None of the pictures should appear; the lines from the line containing "Target: reflection on water" through the last line of the listing must be repeated exactly.
——————————
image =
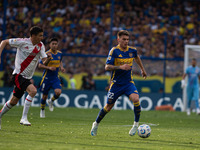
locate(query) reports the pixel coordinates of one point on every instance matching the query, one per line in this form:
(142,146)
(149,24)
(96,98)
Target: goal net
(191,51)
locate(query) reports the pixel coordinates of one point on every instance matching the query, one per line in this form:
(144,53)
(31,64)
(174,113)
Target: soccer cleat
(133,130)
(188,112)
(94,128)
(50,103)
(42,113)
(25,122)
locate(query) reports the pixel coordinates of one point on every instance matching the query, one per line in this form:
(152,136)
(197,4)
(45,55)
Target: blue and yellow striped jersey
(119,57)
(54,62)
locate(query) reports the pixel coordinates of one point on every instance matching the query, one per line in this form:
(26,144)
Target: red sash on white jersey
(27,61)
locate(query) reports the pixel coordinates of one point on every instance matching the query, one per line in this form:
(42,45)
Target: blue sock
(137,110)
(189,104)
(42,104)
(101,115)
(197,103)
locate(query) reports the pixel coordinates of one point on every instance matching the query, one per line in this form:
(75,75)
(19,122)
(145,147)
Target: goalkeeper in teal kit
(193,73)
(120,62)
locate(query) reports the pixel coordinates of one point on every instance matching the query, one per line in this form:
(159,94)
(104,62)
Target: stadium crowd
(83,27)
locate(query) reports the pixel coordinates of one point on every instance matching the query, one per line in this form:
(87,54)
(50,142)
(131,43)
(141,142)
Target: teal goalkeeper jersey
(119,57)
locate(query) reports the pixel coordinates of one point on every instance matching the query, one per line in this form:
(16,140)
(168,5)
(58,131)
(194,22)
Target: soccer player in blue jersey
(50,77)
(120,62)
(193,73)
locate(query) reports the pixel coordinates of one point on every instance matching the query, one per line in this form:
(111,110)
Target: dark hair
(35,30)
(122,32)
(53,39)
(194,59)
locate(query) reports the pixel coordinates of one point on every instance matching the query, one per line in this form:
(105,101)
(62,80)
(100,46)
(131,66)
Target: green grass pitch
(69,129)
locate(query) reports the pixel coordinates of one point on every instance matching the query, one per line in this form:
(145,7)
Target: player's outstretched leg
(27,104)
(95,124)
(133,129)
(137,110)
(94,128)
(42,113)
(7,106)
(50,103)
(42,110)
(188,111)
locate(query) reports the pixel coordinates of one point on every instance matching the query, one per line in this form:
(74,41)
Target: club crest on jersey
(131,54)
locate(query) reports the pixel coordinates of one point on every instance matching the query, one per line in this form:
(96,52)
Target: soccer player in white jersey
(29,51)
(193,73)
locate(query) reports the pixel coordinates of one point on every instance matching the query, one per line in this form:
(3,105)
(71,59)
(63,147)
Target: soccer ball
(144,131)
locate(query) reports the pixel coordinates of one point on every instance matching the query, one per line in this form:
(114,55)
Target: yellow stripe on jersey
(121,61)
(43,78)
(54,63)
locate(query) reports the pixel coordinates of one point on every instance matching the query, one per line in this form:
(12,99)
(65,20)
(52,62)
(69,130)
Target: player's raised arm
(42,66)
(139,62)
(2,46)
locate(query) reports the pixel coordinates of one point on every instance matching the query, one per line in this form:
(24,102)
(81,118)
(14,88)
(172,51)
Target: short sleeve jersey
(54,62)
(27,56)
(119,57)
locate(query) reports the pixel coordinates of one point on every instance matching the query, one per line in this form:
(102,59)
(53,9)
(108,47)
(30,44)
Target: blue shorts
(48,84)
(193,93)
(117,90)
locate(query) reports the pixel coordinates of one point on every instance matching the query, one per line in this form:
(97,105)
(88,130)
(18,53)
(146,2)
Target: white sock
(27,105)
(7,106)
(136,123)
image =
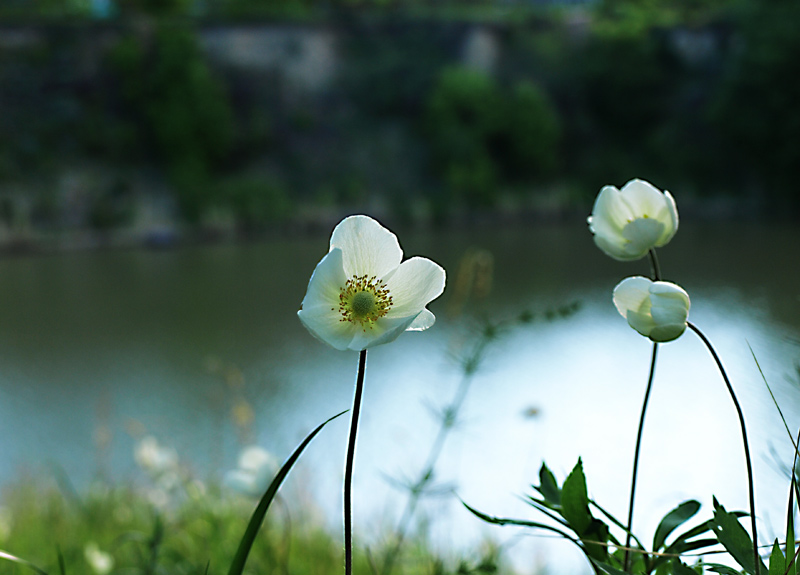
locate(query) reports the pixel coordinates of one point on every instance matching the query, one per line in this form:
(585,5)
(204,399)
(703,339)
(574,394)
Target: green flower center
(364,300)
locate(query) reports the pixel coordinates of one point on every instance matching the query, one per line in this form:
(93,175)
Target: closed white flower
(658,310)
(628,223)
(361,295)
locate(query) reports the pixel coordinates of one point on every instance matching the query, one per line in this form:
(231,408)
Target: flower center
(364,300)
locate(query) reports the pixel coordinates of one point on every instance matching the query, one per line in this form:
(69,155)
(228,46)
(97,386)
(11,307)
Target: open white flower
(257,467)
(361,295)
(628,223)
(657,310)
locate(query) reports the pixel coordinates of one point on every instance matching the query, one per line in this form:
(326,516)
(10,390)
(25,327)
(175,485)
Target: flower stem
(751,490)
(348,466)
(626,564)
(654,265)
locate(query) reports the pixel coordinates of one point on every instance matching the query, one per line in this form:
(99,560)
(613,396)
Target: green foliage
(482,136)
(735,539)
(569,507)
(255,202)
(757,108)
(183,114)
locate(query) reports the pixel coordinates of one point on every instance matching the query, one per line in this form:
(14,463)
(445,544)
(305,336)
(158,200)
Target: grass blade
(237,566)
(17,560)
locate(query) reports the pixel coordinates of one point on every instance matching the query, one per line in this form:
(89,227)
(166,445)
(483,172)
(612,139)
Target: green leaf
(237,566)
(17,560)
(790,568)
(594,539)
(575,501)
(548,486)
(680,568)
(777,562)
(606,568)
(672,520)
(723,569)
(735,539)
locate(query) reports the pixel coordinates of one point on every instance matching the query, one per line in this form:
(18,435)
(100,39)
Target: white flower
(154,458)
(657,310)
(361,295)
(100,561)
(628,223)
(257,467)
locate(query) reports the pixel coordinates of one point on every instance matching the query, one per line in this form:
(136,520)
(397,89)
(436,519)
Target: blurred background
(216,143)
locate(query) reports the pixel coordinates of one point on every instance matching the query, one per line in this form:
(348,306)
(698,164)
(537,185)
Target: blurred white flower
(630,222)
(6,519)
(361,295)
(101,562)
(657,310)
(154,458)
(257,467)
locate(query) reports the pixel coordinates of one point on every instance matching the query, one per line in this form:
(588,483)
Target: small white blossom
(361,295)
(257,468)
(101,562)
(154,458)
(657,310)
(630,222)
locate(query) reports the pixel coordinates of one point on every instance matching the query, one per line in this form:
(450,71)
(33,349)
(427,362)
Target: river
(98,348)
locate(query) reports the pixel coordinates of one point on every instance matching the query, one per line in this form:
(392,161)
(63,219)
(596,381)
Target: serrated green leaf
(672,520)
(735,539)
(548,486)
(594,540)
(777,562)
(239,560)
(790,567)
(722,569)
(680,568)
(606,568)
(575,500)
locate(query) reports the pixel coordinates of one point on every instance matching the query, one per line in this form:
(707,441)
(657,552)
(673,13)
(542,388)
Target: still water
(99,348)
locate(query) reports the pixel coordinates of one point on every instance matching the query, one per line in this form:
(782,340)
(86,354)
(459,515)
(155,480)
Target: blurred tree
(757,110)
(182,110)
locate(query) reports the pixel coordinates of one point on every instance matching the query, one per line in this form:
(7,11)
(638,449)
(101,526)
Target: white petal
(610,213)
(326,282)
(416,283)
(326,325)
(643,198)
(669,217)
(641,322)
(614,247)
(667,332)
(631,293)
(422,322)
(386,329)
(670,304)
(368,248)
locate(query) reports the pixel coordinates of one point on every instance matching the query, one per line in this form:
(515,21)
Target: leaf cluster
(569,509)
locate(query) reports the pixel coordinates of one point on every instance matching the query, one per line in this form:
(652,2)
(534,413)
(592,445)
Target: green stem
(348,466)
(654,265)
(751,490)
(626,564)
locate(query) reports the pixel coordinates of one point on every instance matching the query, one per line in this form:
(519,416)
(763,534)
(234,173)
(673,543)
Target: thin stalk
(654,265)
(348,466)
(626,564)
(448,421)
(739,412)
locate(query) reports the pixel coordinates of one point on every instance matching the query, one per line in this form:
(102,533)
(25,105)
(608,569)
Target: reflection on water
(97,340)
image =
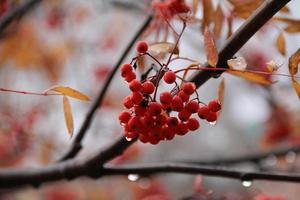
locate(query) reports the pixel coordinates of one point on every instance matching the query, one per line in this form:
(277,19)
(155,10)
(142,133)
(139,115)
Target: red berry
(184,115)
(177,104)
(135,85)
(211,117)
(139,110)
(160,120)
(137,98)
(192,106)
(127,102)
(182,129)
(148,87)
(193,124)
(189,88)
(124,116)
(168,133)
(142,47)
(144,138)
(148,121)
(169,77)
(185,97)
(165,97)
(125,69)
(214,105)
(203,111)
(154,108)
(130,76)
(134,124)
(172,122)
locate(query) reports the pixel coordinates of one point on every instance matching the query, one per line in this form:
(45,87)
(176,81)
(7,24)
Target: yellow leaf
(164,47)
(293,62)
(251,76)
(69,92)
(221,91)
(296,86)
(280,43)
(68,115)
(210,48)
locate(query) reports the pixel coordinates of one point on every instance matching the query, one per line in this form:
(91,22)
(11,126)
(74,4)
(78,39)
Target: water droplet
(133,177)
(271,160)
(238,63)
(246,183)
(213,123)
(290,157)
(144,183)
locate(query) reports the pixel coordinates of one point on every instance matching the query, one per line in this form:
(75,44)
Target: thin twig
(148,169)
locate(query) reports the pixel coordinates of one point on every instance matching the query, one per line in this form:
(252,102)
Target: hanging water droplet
——————————
Task solution ▸
Target: reflection on water
(97,340)
image =
locate(query) reports the pixel coordinates of one point on every instance matching the query, one per line in this form:
(277,19)
(155,10)
(142,133)
(139,115)
Target: red berry
(184,115)
(177,104)
(135,85)
(211,117)
(139,110)
(160,120)
(137,98)
(192,106)
(127,102)
(182,129)
(148,87)
(193,124)
(189,88)
(124,116)
(168,133)
(142,47)
(144,138)
(148,121)
(169,77)
(185,97)
(165,97)
(125,69)
(214,105)
(203,111)
(154,108)
(130,76)
(134,124)
(172,122)
locate(query) reports the pixel coordinates of one point on every instance matching the query, one per line in this form:
(45,87)
(176,81)
(7,24)
Target: yellow leaf
(164,47)
(293,62)
(251,76)
(69,92)
(221,91)
(296,86)
(280,43)
(68,115)
(210,48)
locate(query) reports the pixel coordinates of one point on every instance matching the query, one per line in this form:
(91,22)
(11,126)
(74,4)
(78,39)
Target: water droplet
(133,177)
(271,160)
(238,63)
(246,183)
(213,123)
(290,157)
(144,183)
locate(query) reports the pixel coordinates of one point on every instance matching the query, one per line in this form:
(75,44)
Target: thin twig
(148,169)
locate(query) reports the pixel coordinates of one point on every instance matching the query, one per line in this form:
(252,102)
Target: hanging water droplet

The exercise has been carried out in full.